* _Work to do_
Give only the number of lines in the items below that contain the string "decorative". Case counts.

* _Extracted records_
=-=-=

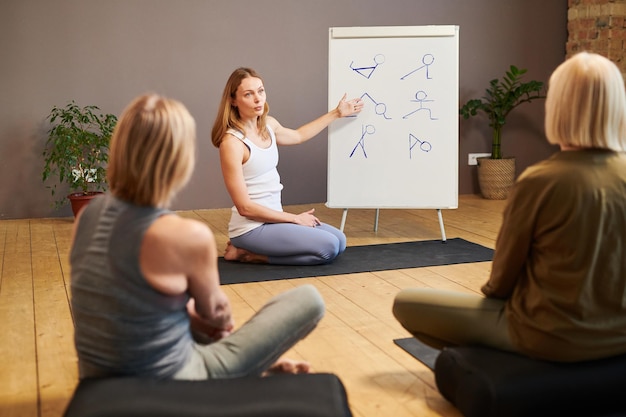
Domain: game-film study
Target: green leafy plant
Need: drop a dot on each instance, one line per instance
(76, 151)
(502, 96)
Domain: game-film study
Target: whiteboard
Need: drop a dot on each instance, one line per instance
(401, 151)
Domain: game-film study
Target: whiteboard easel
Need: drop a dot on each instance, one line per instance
(401, 151)
(439, 216)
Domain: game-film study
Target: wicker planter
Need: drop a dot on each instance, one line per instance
(496, 177)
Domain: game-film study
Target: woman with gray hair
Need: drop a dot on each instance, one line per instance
(558, 280)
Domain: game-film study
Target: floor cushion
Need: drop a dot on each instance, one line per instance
(310, 395)
(483, 382)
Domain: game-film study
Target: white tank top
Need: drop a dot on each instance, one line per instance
(262, 180)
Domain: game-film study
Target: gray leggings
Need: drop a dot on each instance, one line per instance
(293, 244)
(253, 348)
(441, 318)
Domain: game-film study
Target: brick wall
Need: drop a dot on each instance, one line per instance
(598, 26)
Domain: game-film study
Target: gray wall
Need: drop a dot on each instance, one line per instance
(107, 52)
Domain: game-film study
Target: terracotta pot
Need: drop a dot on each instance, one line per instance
(496, 177)
(80, 200)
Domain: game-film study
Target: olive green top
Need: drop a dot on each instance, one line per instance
(560, 257)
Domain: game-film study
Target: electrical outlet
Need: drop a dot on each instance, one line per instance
(471, 158)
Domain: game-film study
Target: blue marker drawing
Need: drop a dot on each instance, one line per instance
(427, 60)
(369, 70)
(365, 130)
(420, 98)
(379, 108)
(425, 146)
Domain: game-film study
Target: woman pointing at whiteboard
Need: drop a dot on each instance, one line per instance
(247, 138)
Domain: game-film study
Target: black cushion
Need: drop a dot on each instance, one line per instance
(310, 395)
(483, 382)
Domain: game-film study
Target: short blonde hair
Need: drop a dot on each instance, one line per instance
(228, 115)
(586, 104)
(152, 151)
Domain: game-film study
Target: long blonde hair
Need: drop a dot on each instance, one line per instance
(152, 151)
(228, 116)
(586, 104)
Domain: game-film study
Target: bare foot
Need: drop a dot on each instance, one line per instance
(232, 253)
(288, 366)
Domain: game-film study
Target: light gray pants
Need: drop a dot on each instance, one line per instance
(257, 344)
(441, 318)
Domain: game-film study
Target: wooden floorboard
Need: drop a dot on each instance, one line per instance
(38, 366)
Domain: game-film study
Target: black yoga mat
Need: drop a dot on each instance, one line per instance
(419, 351)
(367, 258)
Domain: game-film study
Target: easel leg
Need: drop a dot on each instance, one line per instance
(376, 220)
(343, 219)
(443, 231)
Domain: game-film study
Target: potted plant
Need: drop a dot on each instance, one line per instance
(76, 152)
(496, 174)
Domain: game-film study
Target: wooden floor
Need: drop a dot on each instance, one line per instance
(354, 340)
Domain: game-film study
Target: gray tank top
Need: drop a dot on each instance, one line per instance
(123, 326)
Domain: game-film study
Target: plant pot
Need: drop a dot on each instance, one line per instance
(80, 200)
(496, 177)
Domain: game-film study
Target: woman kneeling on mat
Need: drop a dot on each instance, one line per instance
(145, 281)
(247, 138)
(558, 280)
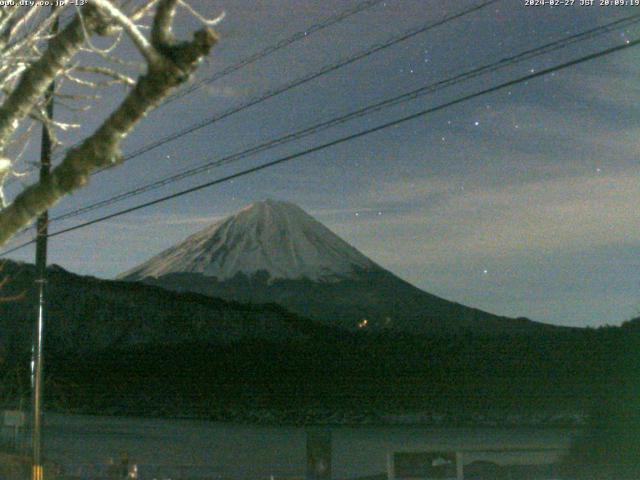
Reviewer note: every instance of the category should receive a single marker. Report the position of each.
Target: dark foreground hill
(275, 252)
(126, 348)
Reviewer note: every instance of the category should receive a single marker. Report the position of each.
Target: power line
(345, 139)
(274, 48)
(300, 35)
(305, 79)
(503, 63)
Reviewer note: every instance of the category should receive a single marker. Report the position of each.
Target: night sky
(523, 202)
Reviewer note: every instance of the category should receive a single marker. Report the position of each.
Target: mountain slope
(276, 237)
(274, 252)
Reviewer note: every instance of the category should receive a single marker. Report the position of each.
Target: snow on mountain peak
(273, 236)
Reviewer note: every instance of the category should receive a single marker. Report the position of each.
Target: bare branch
(138, 39)
(103, 147)
(40, 74)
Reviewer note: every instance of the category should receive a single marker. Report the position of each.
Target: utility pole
(42, 231)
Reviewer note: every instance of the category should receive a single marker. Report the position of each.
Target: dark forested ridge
(116, 347)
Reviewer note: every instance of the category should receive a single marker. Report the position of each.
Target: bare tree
(31, 58)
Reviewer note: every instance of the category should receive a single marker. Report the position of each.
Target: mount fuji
(274, 252)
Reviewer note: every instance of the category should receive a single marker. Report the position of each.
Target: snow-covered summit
(273, 236)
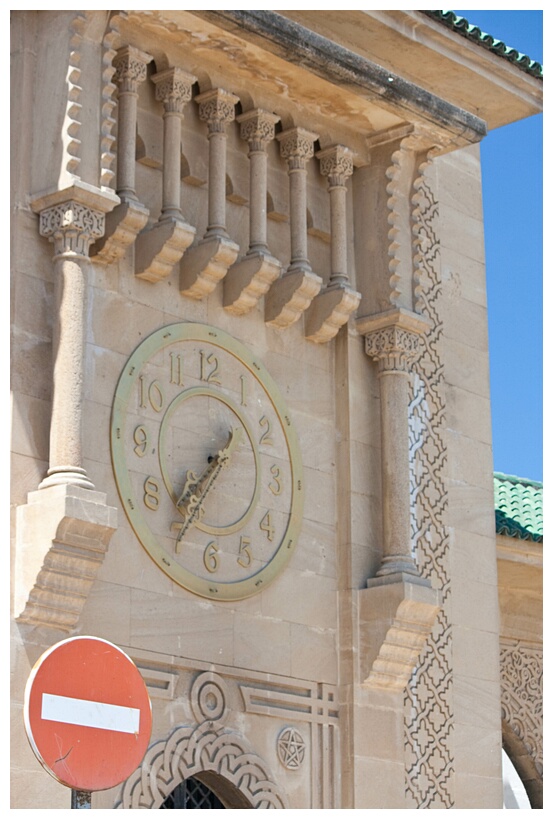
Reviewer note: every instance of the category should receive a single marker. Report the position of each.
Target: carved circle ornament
(207, 461)
(291, 748)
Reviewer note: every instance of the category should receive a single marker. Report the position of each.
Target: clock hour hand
(196, 489)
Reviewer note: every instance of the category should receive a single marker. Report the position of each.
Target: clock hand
(196, 489)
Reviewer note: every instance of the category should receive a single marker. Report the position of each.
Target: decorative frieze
(159, 249)
(294, 291)
(250, 277)
(207, 262)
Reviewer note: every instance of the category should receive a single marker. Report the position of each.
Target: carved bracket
(63, 534)
(329, 311)
(158, 250)
(395, 621)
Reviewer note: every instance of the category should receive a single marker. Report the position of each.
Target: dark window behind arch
(192, 795)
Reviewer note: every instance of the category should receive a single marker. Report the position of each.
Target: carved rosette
(393, 347)
(72, 227)
(336, 163)
(130, 69)
(257, 128)
(296, 147)
(216, 109)
(173, 89)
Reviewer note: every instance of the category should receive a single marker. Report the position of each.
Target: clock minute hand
(196, 489)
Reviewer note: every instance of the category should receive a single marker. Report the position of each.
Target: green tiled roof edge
(465, 29)
(518, 507)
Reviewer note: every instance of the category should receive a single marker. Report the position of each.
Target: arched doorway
(205, 791)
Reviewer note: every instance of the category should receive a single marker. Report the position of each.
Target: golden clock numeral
(266, 435)
(211, 557)
(276, 484)
(245, 556)
(212, 375)
(267, 526)
(140, 437)
(176, 376)
(154, 394)
(151, 493)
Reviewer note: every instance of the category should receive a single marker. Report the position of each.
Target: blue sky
(512, 190)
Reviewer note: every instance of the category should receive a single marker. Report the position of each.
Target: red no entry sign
(87, 713)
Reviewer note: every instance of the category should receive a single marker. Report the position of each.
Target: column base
(396, 615)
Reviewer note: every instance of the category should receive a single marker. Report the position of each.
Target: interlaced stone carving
(428, 703)
(205, 747)
(291, 748)
(522, 695)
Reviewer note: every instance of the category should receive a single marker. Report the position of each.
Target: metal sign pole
(81, 799)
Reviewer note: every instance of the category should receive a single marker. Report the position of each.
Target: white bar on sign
(90, 714)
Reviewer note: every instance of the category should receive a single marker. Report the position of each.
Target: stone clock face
(206, 461)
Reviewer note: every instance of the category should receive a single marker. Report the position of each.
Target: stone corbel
(125, 222)
(333, 306)
(399, 607)
(206, 263)
(250, 277)
(161, 247)
(291, 294)
(63, 533)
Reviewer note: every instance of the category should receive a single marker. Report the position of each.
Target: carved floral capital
(336, 164)
(257, 127)
(130, 68)
(217, 108)
(173, 89)
(296, 147)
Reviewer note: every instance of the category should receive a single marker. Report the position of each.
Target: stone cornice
(339, 65)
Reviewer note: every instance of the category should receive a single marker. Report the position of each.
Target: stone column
(159, 249)
(130, 70)
(205, 264)
(250, 277)
(334, 305)
(127, 220)
(292, 294)
(72, 220)
(392, 340)
(398, 608)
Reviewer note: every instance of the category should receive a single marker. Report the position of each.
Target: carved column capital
(173, 89)
(336, 164)
(296, 147)
(130, 68)
(257, 128)
(217, 108)
(392, 338)
(72, 227)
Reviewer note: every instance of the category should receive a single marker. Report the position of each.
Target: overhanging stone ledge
(396, 615)
(63, 534)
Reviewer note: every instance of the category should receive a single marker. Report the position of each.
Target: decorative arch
(207, 751)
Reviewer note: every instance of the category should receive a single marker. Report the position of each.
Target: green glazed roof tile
(465, 29)
(518, 507)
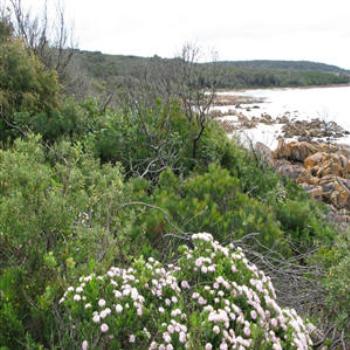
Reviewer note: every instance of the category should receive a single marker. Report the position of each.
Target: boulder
(321, 164)
(264, 153)
(336, 191)
(299, 151)
(287, 169)
(315, 192)
(294, 150)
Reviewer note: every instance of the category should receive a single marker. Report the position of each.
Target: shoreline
(309, 87)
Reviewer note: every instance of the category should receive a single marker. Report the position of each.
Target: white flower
(132, 338)
(77, 297)
(118, 308)
(167, 337)
(101, 303)
(96, 319)
(182, 337)
(216, 329)
(185, 285)
(104, 327)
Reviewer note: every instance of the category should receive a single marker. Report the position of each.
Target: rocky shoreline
(309, 153)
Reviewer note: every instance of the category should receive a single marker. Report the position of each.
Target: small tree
(54, 45)
(195, 85)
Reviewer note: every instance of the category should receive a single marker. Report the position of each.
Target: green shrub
(211, 298)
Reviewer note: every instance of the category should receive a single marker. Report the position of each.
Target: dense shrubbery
(211, 298)
(83, 189)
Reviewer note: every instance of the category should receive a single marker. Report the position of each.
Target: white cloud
(317, 30)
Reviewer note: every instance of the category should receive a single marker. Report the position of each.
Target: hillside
(231, 74)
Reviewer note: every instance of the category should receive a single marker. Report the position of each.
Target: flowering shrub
(212, 298)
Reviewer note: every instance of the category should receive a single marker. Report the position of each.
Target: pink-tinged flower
(274, 322)
(253, 314)
(216, 329)
(182, 337)
(118, 308)
(223, 346)
(101, 303)
(246, 331)
(204, 269)
(185, 285)
(167, 337)
(104, 328)
(96, 319)
(132, 338)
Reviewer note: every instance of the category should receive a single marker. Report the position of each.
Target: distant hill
(104, 68)
(285, 65)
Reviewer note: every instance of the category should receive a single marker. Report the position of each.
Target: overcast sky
(316, 30)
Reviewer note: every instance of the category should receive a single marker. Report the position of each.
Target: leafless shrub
(49, 37)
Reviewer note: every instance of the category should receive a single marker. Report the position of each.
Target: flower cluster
(212, 298)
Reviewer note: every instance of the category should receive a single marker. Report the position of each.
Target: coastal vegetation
(100, 209)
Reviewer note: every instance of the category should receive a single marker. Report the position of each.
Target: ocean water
(326, 103)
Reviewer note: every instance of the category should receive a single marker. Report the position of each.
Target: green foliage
(82, 189)
(211, 298)
(26, 89)
(54, 222)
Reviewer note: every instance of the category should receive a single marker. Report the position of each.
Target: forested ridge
(101, 205)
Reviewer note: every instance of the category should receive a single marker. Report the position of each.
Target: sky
(315, 30)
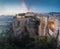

=-=-=

* _Answer to this exercise_
2